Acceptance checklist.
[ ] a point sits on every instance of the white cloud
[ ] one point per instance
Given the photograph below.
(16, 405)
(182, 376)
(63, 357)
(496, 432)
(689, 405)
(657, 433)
....................
§ Exercise
Can you reproduce all of the data above word for word?

§ Solution
Acceptance checklist.
[ ] a point sits on every instance of the white cloud
[ ] one point per instance
Given the photograph below.
(16, 405)
(182, 376)
(63, 357)
(496, 432)
(689, 405)
(657, 433)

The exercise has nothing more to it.